> _WHAT YOU WILL DO_
Lay out the lines from the line containing "Q: Place a marker on the teal" through the end of the records as a Markdown table with the columns Row and Line, numbering each row and leaving out blank lines.

** BEGIN DATASET CONTENT **

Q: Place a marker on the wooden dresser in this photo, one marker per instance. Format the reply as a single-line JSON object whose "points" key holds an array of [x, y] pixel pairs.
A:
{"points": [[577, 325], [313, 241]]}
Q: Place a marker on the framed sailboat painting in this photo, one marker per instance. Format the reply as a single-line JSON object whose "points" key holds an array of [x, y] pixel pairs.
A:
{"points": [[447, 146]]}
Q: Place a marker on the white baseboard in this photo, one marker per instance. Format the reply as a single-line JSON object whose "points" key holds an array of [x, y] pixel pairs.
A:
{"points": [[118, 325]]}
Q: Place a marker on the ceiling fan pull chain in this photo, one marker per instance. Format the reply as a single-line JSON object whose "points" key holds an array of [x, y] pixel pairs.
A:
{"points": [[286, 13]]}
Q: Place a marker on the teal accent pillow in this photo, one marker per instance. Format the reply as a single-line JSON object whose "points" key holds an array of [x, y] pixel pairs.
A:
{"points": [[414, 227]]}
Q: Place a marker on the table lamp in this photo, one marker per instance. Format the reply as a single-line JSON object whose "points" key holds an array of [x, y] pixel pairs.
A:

** END DATASET CONTENT **

> _OUTPUT OF THE EXERCISE_
| Row | Line |
|---|---|
| 1 | Q: Place a marker on the teal accent pillow in this photo, one marker per instance. Format the reply as a single-line JSON object whose "points" key holds an array of [x, y] pixel pairs. |
| 2 | A: |
| 3 | {"points": [[414, 227]]} |
| 4 | Q: Place a marker on the table lamp in this photo, one marker per instance. Format the reply as a single-line JSON object whose "points" key holds an array of [x, y] pixel pairs. |
| 5 | A: |